+++ TEXTE SOURCE +++

Ayé. L'AERES (agence d'évaluation de la recherche) vient de publier le résultat de 4 années de travaux. Cela s'intitule : "Analyses régionales des évaluations réalisées entre 2007 et 2010." Sobre.
Jean-François Dhainaut, personnage controversé et grand gourou de ce grand machin-chose, affirme que "Ce n'est pas un palmarès". Certes. Surtout quand on sait que "Ceci n'est pas une pipe".
Bon ben j'ai tout lu. Oui je sais je suis un grand malade. Je me suis particulièrement attaché à lire en détail la partie concernant l'académie de Nantes (qui est aussi l'université qui m'emploie pour l'instant). Et j'ai ainsi pu avoir la confirmation qu'il ne s'agissait effectivement en rien d'un palmarès, pas davantage d'une mise en concurrence des universités, non non non Madame, non Monsieur, puisqu'on peut y lire par exemple, ceci (je souligne) :
Les masters
Dans l’académie de Nantes, les notes attribuées aux masters SHS par l’AERES sont globalement en dessous de ce que l’on pourrait attendre. Seules 20 mentions sur 45 ont obtenu un A et moins de la moitié des spécialités. Ce résultat global ne doit pas masquer les disparités entre établissements. Les 2 plus petits tirent l’ensemble vers le bas : moins de 38 % des mentions à Angers et moins de 29 % au Mans ont été notées A. Dans cette dernière université, seule une spécialité sur 3 obtient la meilleure note. (…)
Ou encore ceci (je souligne) :
"Globalement, les résultats de l’évaluation de la recherche en SHS dans l’académie de Nantes sont de bonne qualité : plus de la moitié des unités évaluées ont obtenu la note A (soit 12 % de plus que le niveau national). Il faut toutefois souligner l’absence complète de notes A+. Le taux de notes B et C est dans la moyenne nationale.
Le tout assorti de splendides infographies qui là encore se gardent bien de toute tentative de palmarès en classant les universités et/ou secteurs disciplinaires et/ou laboratoires de recherche du meilleur au plus mauvais.
(çui-là, de graphique de l'académie de Nantes, ça va encore, mais y'en a d'autres – académies et universités – dans lesquelles on va bientôt voir se multiplier les demandes de mutation ou les tentatives de vol en apesanteur depuis la fenêtre du troisième étage)
Dans cet exemple ci-dessus, on voit bien par exemple qu'il est très pertinent de faire partie de l'une des écoles doctorales des universités d'Angers et du Mans. On voit bien aussi qu'il est parfaitement impossible d'établir un palmarès de la meilleure offre universitaire en Master dans l'académie de Nantes.

+++ MATÉRIEL FOURNI +++

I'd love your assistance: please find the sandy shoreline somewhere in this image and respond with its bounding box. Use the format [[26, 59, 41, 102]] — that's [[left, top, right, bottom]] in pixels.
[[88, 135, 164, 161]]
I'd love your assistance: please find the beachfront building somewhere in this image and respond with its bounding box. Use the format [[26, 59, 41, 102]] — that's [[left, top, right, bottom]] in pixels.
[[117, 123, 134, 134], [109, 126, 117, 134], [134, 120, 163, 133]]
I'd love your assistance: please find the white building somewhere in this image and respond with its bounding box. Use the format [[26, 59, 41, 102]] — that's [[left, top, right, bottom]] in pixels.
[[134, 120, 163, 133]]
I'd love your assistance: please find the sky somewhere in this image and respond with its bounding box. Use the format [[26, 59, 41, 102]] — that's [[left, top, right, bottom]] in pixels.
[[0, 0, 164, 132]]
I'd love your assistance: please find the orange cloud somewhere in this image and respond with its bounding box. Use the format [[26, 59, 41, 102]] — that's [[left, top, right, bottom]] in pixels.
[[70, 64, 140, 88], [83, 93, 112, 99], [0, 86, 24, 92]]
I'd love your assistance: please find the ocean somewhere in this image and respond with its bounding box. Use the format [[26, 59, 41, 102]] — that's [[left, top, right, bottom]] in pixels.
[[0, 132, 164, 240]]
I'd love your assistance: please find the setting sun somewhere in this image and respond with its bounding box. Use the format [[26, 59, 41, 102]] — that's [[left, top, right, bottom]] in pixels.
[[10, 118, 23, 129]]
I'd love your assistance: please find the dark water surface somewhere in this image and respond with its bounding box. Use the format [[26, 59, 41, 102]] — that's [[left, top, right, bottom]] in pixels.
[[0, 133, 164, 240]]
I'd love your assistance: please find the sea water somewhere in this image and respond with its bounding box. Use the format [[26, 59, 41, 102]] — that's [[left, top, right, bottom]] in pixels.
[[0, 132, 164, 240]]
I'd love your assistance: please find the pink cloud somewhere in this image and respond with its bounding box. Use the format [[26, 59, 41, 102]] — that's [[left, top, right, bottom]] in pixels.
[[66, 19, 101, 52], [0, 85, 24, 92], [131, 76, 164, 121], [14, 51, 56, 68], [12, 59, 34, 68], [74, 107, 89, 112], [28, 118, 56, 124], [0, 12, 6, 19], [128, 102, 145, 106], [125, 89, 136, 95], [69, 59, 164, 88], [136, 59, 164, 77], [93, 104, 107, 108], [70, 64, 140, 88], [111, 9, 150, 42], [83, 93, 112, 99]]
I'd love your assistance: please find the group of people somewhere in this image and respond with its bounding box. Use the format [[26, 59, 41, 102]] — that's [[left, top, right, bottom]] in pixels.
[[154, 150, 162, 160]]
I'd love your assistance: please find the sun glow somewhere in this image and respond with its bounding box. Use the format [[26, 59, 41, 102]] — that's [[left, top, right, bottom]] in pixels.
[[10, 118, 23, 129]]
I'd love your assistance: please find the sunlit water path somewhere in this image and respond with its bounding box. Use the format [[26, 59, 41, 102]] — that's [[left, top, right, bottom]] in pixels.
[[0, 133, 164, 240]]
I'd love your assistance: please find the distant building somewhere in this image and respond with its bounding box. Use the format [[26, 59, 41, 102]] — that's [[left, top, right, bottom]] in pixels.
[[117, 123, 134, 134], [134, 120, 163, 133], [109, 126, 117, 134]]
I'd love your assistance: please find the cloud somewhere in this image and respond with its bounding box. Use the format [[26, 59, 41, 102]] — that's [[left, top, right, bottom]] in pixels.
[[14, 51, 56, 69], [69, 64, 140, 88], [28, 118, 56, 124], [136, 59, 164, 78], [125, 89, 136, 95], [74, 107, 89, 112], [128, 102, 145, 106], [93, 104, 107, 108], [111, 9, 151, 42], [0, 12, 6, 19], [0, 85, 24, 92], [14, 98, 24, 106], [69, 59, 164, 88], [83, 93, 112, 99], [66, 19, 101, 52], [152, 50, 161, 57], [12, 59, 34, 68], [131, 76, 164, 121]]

+++

**CONSIGNE 1**: Recopiez le passage du texte sur l'AERES qui va de « Le tout assorti » à « du troisième étage) », ces deux extrémités comprises.
**CONSIGNE 2**: D'après le texte sur l'AERES, combien des 45 mentions de masters SHS de l'académie de Nantes ont obtenu la note A ?

**RÉPONSE COMPLÈTE 1**:
Le tout assorti de splendides infographies qui là encore se gardent bien de toute tentative de palmarès en classant les universités et/ou secteurs disciplinaires et/ou laboratoires de recherche du meilleur au plus mauvais.
(çui-là, de graphique de l'académie de Nantes, ça va encore, mais y'en a d'autres – académies et universités – dans lesquelles on va bientôt voir se multiplier les demandes de mutation ou les tentatives de vol en apesanteur depuis la fenêtre du troisième étage)

**RÉPONSE COMPLÈTE 2**: 20 mentions sur 45 ont obtenu un A.